Seit dem 01.05.2010 gewährt der Kläger für beide Kinder Hilfe zur Erziehung in Form der Vollzeitpflege
gemäß den §§ 27 und 33 SGB VIII. Pflegeeltern sind die Großeltern E. und I. K.
3 Die Mutter beider Kinder ist die deutsche Staatsangehörige O. K. Diese lebte nach ihrem Zuzug aus
Kasachstan, der noch vor der Geburt von A. stattfand, zunächst ebenfalls in H., danach vom 17.07.2010 an
in Berlin und seit dem 24.09.2012 in L. im Landkreis O.
4 Der Vater von A. K. ist Herr A. I. aus Kasachstan.
5 Die Mutter von A. und J. heiratete Herrn A. I. am 24.02.2003 noch während ihres Aufenthalts in
Kasachstan. Die Ehe wurde durch Beschluss des Amtsgerichts Astana/Kasachstan am 17.05.2007, der von
den deutschen Behörden nicht anerkannt wird, nach kasachischem Recht geschieden.

### AUFGABE
Schreiben Sie aus dem Text über die Pflege der beiden Kinder den Abschnitt von „Seit dem 01.05.2010“ bis „E. und I. K.“ wörtlich ab.

### VORLIEGENDE DATEN
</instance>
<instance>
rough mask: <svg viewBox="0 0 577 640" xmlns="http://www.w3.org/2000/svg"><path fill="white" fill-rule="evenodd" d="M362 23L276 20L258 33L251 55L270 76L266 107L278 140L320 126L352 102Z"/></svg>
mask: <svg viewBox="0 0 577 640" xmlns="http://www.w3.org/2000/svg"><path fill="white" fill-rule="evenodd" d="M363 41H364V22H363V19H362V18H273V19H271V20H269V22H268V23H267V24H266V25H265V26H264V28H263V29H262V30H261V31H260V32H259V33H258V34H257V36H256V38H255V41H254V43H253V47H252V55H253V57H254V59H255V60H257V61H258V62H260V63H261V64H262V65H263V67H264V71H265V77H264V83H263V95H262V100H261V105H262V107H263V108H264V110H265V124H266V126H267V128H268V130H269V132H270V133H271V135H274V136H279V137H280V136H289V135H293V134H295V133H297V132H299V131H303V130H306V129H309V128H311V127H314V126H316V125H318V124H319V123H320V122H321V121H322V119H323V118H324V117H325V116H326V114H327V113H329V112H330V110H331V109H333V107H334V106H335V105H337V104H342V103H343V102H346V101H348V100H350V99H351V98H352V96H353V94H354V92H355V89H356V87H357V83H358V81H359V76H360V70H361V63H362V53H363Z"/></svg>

### ANTWORT
Seit dem 01.05.2010 gewährt der Kläger für beide Kinder Hilfe zur Erziehung in Form der Vollzeitpflege
gemäß den §§ 27 und 33 SGB VIII. Pflegeeltern sind die Großeltern E. und I. K.